_What is being asked_:
Read the passage below on redevelopment in Calgary. For each statement, answer yes or no on whether it agrees with the passage, and quote the words that decide it: (a) North Hill Center is Calgary's oldest mall. (b) Market Mall has access to LRT. (c) The Stadium Shopping Centre redevelopment has not been approved.

_Provided text_:
--- START ---

In Calgary, we have yet to see a major mall redevelopment that includes residential development.  Chinook, Southcentre and Market Mall have all seen major expansions but no residential added. In the case of Chinook and Southcentre, the most plausible scenario would for residential development on the huge surface parking lots near the mall and next to their LRT station.  With Market Mall having no access to LRT,  it is not ideal for higher density residential development. 

On the other hand, North Hill Center, Calgary’s oldest mall, is ripe for redevelopment given its proximity to the adjacent Lions Park LRT Station.  The closing of the Sears store and the huge surface parking lot on the east end of the mall create a unique opportunity for redevelopment. Unfortunately due to environmental contamination of the site from a former gas station and the current economy, it is unlikely we will see any redevelopment of this 12-acre site for many years.  On the upside, Concord Pacific, its new owner, has lots of experience in mega mixed-use urban development projects. 

The redevelopment of the Stadium Shopping Centre  though approved is on hold waiting for the economy to improve and the Cancer Centre to open. 

In Montgomery, the Safeway grocery store site would also be an ideal candidate for some residential development given its access to Shouldice Park and the Bow River Pathway. It could anchor the west end of Montgomery’s main street and be the catalyst for its revitalization.  

Indeed, there are dozens of old grocery store sites in Calgary’s established communities that could be converted into mini urban villages, helping established communities continue to thrive.  

The Safeway site in Montgomery is ripe for residential redevelopment.

The Safeway site in Montgomery is ripe for residential redevelopment.

Calgary Co-op: A Leader

Calgary Co-op, in partnership with Quarry Bay Investments (the Co-op’s residential partner)

has big plans to redevelop several of its grocery store sites in established communities.

--- END ---

_Saved entries_:
--- START ---

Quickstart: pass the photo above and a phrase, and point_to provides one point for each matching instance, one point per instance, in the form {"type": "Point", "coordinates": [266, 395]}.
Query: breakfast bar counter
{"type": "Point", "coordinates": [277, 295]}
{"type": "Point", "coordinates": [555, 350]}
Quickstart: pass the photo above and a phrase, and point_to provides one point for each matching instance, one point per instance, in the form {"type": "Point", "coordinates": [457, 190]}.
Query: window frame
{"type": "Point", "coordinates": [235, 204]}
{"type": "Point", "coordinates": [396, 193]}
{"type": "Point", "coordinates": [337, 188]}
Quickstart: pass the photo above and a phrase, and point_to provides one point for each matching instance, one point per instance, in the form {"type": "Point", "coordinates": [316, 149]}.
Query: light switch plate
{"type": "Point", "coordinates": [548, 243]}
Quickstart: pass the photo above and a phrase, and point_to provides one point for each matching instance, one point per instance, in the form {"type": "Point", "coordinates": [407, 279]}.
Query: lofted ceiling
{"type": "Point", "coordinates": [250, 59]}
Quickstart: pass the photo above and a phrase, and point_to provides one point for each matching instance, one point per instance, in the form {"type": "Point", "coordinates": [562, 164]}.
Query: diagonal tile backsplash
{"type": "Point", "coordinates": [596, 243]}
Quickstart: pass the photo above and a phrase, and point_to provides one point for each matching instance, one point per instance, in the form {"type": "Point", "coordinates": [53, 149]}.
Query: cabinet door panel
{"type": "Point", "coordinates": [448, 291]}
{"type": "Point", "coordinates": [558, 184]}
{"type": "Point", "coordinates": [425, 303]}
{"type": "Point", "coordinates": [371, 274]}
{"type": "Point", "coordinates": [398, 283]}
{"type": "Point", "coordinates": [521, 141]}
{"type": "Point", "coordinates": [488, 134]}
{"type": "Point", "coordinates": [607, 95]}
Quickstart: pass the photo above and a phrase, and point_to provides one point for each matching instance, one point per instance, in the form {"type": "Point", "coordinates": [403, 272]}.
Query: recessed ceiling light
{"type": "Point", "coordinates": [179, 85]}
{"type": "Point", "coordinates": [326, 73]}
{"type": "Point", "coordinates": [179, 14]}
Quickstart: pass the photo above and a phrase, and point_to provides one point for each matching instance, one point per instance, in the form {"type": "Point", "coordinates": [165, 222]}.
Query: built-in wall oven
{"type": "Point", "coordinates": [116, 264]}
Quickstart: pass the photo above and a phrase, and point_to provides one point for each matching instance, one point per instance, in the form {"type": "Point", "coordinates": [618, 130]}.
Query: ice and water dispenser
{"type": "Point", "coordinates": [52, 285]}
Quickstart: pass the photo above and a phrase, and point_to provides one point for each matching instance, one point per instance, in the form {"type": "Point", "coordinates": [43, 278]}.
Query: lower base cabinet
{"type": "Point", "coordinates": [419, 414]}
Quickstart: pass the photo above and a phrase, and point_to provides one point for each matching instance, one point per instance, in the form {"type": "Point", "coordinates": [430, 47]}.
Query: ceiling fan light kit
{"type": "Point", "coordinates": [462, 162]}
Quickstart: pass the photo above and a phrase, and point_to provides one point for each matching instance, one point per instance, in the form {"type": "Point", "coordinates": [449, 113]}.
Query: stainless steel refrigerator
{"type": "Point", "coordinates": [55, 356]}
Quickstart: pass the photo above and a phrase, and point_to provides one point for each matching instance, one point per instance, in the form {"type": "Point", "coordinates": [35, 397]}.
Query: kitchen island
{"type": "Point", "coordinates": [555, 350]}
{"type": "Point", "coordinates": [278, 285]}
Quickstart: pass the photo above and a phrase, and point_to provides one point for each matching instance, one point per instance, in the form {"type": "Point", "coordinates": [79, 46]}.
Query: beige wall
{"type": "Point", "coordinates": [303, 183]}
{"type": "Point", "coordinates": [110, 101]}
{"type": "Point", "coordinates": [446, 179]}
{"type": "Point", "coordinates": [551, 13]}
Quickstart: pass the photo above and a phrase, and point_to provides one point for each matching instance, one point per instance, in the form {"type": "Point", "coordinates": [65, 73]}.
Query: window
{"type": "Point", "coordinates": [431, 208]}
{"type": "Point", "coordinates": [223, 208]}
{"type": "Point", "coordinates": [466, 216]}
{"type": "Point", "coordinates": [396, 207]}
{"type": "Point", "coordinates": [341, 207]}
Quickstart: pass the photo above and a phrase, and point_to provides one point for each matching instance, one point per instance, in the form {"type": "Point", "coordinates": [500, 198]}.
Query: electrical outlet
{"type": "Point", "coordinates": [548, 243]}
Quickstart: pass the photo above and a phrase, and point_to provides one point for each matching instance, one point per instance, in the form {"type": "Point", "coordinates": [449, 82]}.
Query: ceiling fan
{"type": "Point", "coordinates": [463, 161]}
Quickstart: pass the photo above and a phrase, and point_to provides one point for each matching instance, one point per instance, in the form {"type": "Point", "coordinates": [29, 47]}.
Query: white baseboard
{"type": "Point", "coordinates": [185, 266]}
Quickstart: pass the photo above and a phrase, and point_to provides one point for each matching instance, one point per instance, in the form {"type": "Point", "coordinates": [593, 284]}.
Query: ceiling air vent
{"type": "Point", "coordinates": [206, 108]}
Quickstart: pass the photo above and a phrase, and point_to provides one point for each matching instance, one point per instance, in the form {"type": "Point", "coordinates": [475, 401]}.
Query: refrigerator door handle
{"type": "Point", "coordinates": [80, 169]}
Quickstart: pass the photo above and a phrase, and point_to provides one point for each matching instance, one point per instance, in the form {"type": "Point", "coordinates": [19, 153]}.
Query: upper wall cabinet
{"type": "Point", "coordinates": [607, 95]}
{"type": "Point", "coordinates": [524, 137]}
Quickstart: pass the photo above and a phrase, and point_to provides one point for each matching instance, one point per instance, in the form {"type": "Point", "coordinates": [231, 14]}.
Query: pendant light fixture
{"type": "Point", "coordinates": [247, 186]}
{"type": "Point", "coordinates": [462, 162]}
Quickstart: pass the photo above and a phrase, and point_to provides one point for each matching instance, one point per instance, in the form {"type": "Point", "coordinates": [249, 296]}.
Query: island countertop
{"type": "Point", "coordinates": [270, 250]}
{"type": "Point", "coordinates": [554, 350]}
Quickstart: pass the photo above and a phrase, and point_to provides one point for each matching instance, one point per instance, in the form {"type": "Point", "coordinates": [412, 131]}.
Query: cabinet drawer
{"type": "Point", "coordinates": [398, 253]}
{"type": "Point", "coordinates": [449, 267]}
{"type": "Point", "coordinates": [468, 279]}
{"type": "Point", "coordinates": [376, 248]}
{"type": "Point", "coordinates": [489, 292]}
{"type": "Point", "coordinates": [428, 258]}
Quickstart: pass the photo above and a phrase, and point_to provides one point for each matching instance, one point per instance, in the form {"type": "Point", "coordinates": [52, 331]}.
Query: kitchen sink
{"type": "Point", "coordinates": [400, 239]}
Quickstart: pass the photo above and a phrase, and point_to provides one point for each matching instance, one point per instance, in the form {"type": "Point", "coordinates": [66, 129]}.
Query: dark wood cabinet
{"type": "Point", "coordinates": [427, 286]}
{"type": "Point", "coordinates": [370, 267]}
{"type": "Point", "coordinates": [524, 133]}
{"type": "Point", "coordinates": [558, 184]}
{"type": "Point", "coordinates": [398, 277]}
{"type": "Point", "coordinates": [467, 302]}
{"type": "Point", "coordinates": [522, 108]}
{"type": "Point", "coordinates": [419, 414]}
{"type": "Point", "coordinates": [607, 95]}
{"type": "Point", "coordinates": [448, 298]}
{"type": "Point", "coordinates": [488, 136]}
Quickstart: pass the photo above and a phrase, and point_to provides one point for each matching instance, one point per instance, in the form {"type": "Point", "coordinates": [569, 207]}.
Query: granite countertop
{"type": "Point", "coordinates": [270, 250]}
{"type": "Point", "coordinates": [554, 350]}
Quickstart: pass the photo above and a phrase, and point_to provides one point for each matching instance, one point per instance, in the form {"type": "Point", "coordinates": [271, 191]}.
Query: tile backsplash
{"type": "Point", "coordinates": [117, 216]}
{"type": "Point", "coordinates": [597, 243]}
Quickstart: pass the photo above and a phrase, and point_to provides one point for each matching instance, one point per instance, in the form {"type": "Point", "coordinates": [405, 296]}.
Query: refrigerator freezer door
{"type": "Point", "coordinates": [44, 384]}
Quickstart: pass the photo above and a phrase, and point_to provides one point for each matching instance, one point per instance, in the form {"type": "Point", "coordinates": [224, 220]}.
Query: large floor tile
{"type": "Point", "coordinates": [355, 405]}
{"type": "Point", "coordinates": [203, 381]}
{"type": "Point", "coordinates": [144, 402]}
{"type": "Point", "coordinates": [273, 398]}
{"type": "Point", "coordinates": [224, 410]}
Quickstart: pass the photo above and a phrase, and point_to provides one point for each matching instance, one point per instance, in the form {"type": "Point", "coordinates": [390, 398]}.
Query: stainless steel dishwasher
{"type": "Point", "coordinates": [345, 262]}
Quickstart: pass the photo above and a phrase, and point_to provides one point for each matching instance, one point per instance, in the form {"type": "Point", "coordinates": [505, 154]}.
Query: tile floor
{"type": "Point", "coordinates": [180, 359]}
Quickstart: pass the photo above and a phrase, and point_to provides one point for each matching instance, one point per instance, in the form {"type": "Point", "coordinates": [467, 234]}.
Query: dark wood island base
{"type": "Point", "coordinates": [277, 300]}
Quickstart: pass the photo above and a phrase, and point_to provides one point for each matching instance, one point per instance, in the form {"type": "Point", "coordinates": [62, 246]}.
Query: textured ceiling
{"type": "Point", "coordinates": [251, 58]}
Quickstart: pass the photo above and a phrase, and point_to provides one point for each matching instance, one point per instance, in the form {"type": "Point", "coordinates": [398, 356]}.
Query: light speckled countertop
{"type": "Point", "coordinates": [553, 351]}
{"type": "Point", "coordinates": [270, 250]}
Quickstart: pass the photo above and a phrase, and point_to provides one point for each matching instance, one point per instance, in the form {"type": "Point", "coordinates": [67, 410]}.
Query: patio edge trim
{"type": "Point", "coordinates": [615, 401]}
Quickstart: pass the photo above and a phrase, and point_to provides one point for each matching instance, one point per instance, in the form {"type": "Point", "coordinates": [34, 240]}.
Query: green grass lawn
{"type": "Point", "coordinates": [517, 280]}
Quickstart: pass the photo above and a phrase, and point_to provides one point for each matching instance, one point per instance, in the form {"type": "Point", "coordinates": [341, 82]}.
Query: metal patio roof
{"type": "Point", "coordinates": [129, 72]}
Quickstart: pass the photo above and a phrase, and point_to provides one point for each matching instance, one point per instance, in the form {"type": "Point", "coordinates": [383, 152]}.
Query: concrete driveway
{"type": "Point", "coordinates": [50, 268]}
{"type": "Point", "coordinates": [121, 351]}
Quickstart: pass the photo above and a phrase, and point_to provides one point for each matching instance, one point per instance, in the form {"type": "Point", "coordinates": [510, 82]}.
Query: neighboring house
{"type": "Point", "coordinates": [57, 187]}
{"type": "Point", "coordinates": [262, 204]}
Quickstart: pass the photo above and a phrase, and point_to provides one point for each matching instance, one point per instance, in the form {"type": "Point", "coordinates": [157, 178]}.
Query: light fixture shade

--- END ---

_Exercise output_:
(a) Yes: "North Hill Center, Calgary’s oldest mall"
(b) No: "Market Mall having no access to LRT"
(c) No: "though approved is on hold"